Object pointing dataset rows
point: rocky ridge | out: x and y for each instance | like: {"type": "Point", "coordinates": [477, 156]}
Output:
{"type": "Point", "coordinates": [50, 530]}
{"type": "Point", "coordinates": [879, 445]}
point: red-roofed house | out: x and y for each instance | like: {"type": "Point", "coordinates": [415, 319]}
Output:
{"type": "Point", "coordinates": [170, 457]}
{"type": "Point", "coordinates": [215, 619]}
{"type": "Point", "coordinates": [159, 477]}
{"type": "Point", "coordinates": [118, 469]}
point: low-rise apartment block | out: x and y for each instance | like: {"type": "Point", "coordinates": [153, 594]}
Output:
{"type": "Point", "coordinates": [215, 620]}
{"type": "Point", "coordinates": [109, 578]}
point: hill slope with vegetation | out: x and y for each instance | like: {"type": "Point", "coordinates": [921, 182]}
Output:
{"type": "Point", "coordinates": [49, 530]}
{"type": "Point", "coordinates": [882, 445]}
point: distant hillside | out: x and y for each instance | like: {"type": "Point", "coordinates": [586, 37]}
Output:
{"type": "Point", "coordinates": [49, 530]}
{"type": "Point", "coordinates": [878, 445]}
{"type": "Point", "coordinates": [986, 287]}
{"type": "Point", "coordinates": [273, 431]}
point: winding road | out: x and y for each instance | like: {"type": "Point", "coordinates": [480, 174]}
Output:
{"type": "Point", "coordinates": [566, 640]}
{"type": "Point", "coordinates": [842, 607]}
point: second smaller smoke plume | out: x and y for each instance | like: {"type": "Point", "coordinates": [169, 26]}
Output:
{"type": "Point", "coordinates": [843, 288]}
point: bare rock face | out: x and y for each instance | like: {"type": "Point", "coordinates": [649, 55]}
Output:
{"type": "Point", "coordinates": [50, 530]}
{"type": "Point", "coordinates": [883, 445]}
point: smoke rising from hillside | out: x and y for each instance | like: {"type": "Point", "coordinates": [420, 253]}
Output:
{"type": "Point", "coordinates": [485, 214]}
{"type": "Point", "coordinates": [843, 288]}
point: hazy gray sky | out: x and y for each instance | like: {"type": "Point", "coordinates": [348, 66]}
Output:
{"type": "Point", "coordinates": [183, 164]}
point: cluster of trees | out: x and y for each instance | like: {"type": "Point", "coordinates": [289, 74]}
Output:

• Task to carry out: Write out every one of the records above word for word, without changing anything.

• Finished task:
point: rocky ridge | out: x and y for each instance | like: {"type": "Point", "coordinates": [477, 156]}
Output:
{"type": "Point", "coordinates": [50, 530]}
{"type": "Point", "coordinates": [879, 445]}
point: red-roofed house | out: x and y for each instance | like: {"type": "Point", "coordinates": [415, 319]}
Output:
{"type": "Point", "coordinates": [170, 457]}
{"type": "Point", "coordinates": [215, 619]}
{"type": "Point", "coordinates": [159, 477]}
{"type": "Point", "coordinates": [118, 469]}
point: low-rise apartment block | out: x and y for each instance | like: {"type": "Point", "coordinates": [153, 594]}
Output:
{"type": "Point", "coordinates": [215, 620]}
{"type": "Point", "coordinates": [109, 578]}
point: hill slope with vegetation | out: x and y for each instance | like: {"type": "Point", "coordinates": [921, 182]}
Output:
{"type": "Point", "coordinates": [49, 530]}
{"type": "Point", "coordinates": [882, 445]}
point: distant hillside | out: x and y for each instance | like: {"type": "Point", "coordinates": [586, 37]}
Output:
{"type": "Point", "coordinates": [49, 530]}
{"type": "Point", "coordinates": [878, 445]}
{"type": "Point", "coordinates": [986, 287]}
{"type": "Point", "coordinates": [273, 431]}
point: winding road | out: x and y for each instance | like: {"type": "Point", "coordinates": [480, 174]}
Output:
{"type": "Point", "coordinates": [566, 640]}
{"type": "Point", "coordinates": [842, 607]}
point: second smaller smoke plume | out: x and y for each instance | like: {"type": "Point", "coordinates": [169, 26]}
Output:
{"type": "Point", "coordinates": [843, 288]}
point: bare rock face | out: x and y for each instance | like: {"type": "Point", "coordinates": [649, 55]}
Output:
{"type": "Point", "coordinates": [50, 530]}
{"type": "Point", "coordinates": [883, 445]}
point: smoke rising from hillside | out: x and y for each instance | like: {"type": "Point", "coordinates": [420, 253]}
Output:
{"type": "Point", "coordinates": [485, 214]}
{"type": "Point", "coordinates": [843, 288]}
point: hazy gray sky | out: x and y for each instance | like: {"type": "Point", "coordinates": [348, 66]}
Output:
{"type": "Point", "coordinates": [183, 164]}
point: cluster of trees | out: x and y for each instance | like: {"type": "Point", "coordinates": [289, 74]}
Output:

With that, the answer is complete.